#### Written exercise A:
Write down everything in the data-cleaning pipeline excerpt from "extract_num_feats = ['Mileage', 'Engine" down to "drop_features=drop_features)", word for word.
#### Written exercise B:
Extend the excerpt on the data-cleaning pipeline, picking up right after its last line.

[Source document start]

In typical machine learning projects, models are often fitted on the training data to learn patterns, with transformation applied to holdout samples such as validation and/or test sets. 

However, in certain preprocessing pipelines, like the one here that converts categorical data to numeric format and drops specific columns, the transformation is performed independently on each sample, as the pipeline itself does not involve learning from the data.

In [11]:
def clean_and_save_data(df, file_prefix):
    numeric_features = df.select_dtypes(np.number).columns.to_list()
    extract_num_feats = ['Mileage', 'Engine volume']
    passthrough_features = ['Manufacturer', 'Model', 'Fuel type', 
                            'Leather interior', 'Gear box type', 'Category','Price']
    drop_features = list(set(X_train.columns) - set(numeric_features + extract_num_feats +
                                             ['Levy'] + passthrough_features))
    ct = preprocessing_pipeline(numeric_features_to_extract=extract_num_feats,
                                 passthrough_features=passthrough_features,
                                 drop_features=drop_features)

    # transformation
    transformed_data = ct.fit_transform(df)

[Source document end]
[Information supplied start]

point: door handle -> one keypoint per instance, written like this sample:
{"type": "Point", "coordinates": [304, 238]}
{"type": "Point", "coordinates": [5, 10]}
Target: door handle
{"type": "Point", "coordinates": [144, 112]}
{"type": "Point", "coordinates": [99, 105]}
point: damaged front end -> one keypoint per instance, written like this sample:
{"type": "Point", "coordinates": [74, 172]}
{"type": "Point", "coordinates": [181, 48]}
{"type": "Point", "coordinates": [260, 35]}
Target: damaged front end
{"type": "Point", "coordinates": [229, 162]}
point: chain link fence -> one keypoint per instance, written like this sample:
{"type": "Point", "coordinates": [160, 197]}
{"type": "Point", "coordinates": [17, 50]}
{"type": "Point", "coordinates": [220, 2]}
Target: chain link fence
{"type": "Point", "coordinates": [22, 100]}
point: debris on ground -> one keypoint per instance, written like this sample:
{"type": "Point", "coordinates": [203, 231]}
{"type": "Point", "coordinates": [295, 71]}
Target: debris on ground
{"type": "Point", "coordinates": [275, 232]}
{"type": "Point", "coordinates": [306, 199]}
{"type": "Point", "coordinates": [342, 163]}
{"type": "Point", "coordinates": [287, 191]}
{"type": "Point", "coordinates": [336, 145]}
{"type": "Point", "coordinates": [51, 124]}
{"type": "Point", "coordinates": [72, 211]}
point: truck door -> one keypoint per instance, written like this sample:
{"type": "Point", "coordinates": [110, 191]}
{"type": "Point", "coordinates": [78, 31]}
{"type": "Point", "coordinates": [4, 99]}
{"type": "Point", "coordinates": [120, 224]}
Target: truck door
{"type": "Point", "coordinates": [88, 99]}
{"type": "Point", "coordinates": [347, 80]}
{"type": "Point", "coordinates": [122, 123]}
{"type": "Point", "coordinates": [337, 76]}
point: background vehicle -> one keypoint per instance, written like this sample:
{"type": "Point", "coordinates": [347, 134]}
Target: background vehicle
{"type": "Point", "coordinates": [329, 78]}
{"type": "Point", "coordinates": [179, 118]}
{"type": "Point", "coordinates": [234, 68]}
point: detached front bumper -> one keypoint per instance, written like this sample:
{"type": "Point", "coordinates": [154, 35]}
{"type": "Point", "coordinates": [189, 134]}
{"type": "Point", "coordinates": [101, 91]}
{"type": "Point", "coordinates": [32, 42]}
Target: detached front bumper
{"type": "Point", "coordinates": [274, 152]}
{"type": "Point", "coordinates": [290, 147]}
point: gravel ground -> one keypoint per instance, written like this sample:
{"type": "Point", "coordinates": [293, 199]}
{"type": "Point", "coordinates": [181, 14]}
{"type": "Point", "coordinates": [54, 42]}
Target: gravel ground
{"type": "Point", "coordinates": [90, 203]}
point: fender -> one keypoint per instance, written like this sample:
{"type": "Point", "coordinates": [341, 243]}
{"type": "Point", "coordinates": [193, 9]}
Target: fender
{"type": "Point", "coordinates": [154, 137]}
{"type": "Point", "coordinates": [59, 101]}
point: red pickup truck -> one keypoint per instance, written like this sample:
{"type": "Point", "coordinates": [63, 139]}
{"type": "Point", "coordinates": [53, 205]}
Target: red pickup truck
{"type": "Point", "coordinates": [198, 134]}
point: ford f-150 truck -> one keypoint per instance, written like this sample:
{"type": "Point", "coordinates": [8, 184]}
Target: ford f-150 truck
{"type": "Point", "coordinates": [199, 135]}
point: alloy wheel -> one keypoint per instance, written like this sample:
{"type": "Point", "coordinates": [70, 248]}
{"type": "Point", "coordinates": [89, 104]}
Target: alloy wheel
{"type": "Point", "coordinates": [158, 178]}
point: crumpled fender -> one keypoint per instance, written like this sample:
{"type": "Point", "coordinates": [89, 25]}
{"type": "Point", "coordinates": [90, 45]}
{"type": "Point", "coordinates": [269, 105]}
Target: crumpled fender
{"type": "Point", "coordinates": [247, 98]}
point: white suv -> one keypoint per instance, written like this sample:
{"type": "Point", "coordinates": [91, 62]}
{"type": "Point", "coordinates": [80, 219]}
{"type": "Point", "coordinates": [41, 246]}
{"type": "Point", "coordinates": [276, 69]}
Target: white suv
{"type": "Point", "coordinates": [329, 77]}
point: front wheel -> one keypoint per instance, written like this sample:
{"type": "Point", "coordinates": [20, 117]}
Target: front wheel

[Information supplied end]

#### Exercise output A:
extract_num_feats = ['Mileage', 'Engine volume']
    passthrough_features = ['Manufacturer', 'Model', 'Fuel type', 
                            'Leather interior', 'Gear box type', 'Category','Price']
    drop_features = list(set(X_train.columns) - set(numeric_features + extract_num_feats +
                                             ['Levy'] + passthrough_features))
    ct = preprocessing_pipeline(numeric_features_to_extract=extract_num_feats,
                                 passthrough_features=passthrough_features,
                                 drop_features=drop_features)

#### Exercise output B:
    transformers_info = ct.get_params()['transformers']
    column_names = [col for info in transformers_info for col in info[2] if info[1] != 'drop']
    
    cleaned_data = pd.DataFrame(transformed_data, columns=column_names)
    
    # saving data
    data_dir = os.path.join('.','data','cleaned')
    os.makedirs(data_dir, exist_ok=True)
    
    version = datetime.now().strftime("%Y%m%d")
    cleaned_filename = os.path.join(data_dir, f'{file_prefix}_v{version}.csv')
    
    cleaned_data.to_csv(cleaned_filename, index=False)

In [12]:
clean_and_save_data(train_df, 'train')
clean_and_save_data(val_df, 'val')

## Future Considerations

* Save the data in the cloud and access it from there
* Implement a better data versioning system(think petabytes of data)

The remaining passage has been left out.